» KURZE AUFGABE
Führe den Auszug über die Zinspolitik der US-Notenbank im Anschluss an seinen letzten Satz fort.

» BEREITGESTELLTER AUSZUG
▬▬▬
Auch wenn jetzt niemand über Zinserhöhungen reden möchte, so müsse man sich im Fall einer "Blauen Welle" doch davor vorsehen, warnte der Investmentmanager. Ob es zu dieser früheren Straffung der Geldpolitik kommt, hänge auch davon ab, was die Demokarten sonst noch, z.B. bei der Steuer, beschließen werden, sollten sie die Wahlen gewinnen.

Fed-Chef fordert weitere Hilfen für Wirtschaft

Notenbank-Chef Jerome Powell hatte die Politik kürzlich zu mehr Unterstützung aufgefordert: "Zu wenig Hilfen würden zu einer schwachen Erholung führen, was unnötige Härten für Haushalte und Unternehmen erzeugt", warnte er. Selbst wenn die Schritte am Ende größer als nötig sein sollten, wären sie nicht verschwendet gewesen, denn die Erholung wird dann "stärker sein und schneller voranschreiten".

Als eigenen Beitrag zur Konjunkturförderung hat die Fed eine Beibehaltung ihres sehr lockeren geldpolitischen Kurses in Aussicht gestellt. Wie aus dem Protokoll der Sitzung des Fed-Offenmarktausschusses vom 15. bis 16. September hervorgeht, erwarten die Mitglieder des geldpolitischen Ausschusses überwiegend, dass sich an der gegenwärtigen Zinsspanne von null bis 0,25 Prozent bis ins Jahr 2023 nichts Wesentliches ändern wird.
▬▬▬
Einträge der Sammlung
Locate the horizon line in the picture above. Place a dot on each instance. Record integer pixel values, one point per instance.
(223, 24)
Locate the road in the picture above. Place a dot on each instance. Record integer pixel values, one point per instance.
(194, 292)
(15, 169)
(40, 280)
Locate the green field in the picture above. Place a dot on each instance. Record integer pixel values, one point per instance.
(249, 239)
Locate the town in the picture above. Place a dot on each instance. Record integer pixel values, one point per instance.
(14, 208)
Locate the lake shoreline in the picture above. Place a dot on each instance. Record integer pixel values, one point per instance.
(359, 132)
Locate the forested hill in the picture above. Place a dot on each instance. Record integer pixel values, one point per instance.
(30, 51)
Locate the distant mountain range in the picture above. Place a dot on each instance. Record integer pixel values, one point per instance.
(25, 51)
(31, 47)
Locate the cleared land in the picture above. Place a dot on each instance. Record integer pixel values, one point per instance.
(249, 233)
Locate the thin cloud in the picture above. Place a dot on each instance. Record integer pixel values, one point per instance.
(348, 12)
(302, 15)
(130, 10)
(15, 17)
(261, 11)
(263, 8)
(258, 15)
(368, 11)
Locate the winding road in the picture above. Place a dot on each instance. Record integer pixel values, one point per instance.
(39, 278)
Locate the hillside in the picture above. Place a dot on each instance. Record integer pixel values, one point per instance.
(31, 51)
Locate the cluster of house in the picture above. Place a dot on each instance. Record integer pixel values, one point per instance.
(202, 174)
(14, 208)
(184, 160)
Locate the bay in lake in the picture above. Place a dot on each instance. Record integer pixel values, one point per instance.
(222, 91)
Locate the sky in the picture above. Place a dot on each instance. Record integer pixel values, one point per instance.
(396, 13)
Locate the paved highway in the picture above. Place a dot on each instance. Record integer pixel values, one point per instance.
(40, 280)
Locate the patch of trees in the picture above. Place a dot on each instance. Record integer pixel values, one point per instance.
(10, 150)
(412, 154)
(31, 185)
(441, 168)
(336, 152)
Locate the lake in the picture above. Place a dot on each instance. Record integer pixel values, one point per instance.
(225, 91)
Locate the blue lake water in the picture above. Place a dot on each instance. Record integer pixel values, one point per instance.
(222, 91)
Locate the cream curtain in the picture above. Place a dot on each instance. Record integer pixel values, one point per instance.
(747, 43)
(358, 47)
▬▬▬
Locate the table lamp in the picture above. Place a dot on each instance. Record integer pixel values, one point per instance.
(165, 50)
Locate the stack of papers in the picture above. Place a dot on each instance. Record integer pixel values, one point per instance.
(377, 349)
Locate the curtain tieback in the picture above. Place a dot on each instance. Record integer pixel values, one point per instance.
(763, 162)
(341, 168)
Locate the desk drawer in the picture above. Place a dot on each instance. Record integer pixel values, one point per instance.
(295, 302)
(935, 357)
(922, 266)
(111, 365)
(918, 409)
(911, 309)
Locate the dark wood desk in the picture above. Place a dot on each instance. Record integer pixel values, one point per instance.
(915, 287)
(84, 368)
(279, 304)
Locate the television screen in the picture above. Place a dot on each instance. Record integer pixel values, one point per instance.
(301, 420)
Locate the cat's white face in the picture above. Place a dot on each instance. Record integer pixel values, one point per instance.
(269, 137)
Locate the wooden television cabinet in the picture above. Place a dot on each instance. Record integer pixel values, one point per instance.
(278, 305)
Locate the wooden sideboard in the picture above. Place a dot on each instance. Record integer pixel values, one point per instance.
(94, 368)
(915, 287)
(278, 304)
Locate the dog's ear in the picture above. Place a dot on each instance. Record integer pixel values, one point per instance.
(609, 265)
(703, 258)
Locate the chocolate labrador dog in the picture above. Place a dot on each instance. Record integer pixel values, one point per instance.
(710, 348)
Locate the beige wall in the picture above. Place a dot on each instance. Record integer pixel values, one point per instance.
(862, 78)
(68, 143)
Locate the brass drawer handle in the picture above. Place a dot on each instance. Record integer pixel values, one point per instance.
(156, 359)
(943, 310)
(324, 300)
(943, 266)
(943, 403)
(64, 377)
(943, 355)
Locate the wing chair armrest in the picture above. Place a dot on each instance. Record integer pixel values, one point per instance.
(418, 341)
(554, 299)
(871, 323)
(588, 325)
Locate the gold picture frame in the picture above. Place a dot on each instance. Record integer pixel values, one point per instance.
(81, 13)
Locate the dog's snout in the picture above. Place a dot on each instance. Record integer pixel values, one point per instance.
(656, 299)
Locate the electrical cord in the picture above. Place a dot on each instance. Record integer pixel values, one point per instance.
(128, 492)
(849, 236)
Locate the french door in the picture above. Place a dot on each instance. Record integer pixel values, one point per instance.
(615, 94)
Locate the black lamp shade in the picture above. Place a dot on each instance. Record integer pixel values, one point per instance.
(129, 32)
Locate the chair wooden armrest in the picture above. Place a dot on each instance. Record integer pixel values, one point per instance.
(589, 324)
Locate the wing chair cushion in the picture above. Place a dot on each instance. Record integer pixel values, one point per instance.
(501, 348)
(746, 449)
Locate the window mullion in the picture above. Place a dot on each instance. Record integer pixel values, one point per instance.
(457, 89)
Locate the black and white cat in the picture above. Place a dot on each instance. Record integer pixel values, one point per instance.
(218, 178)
▬▬▬
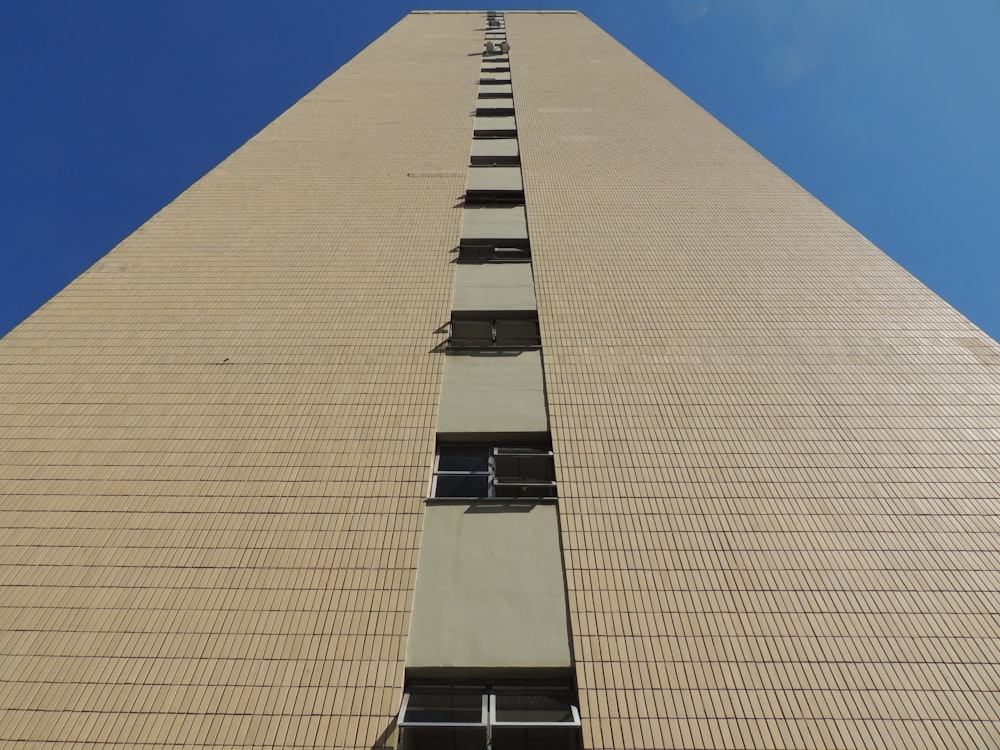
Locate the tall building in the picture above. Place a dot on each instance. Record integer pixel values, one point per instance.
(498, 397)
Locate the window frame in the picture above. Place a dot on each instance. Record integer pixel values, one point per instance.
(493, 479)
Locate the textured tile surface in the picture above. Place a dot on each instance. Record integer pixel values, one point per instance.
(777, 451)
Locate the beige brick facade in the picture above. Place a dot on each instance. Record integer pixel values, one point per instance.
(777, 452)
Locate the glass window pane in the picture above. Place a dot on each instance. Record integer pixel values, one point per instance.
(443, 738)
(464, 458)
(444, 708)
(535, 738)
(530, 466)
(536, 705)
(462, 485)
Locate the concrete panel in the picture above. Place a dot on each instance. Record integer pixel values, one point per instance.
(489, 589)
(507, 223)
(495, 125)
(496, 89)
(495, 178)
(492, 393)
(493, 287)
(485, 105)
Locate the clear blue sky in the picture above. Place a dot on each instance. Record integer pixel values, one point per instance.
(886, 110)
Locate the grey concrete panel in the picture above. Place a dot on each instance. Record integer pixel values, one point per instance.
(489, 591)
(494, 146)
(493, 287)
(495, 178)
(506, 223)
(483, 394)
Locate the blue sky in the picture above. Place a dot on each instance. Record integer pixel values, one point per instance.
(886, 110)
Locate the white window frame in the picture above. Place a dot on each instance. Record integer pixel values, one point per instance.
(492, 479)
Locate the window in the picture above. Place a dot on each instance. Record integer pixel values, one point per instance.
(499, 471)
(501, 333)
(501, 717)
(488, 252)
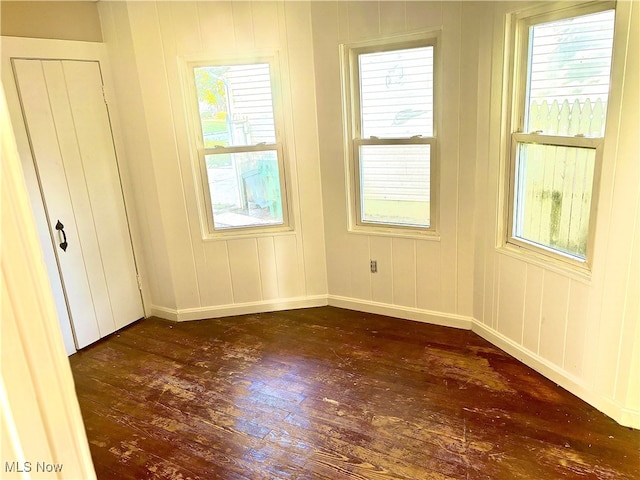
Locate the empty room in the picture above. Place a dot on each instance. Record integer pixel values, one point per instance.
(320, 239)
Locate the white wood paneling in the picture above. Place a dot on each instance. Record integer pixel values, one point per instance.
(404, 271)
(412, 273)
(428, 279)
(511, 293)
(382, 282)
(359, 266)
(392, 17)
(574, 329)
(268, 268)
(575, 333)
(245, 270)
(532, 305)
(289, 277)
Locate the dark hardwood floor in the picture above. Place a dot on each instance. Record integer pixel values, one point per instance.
▬▬▬
» DIE ANTWORT
Viele offene Fragen

Sollte es zu einem Machtwechsel in Washington kommen, so könnte dies einen dramatischen Umschwung in der Wirtschaftspolitik zur Folge haben, dessen sind sich die Börsianer bewusst. Im Raum stehen beispielsweise eine Anhebung der Körperschaftsteuer, gravierende Änderungen am Gesundheitssystem, die stärkere Regulierung großer Technologieunternehmen sowie strengere Auflagen vor allem für die Energie- und die Bankenbranche.

Wie Jim Caron gegenüber "CNBC" kritisierte, hat sich aber seiner Meinung nach in diesem Zusammenhang "Selbstzufriedenheit" am Markt breit gemacht. Die Grundhaltung derzeit wäre, dass der Wahltag 3. November alle Antworten liefern und sich von da an alles fantastisch entwickeln werde. Caron warnte jedoch, dass es nach der Wahl "mehr Fragen als Antworten" geben wird. Dies würde die Unsicherheit am Markt erhöhen.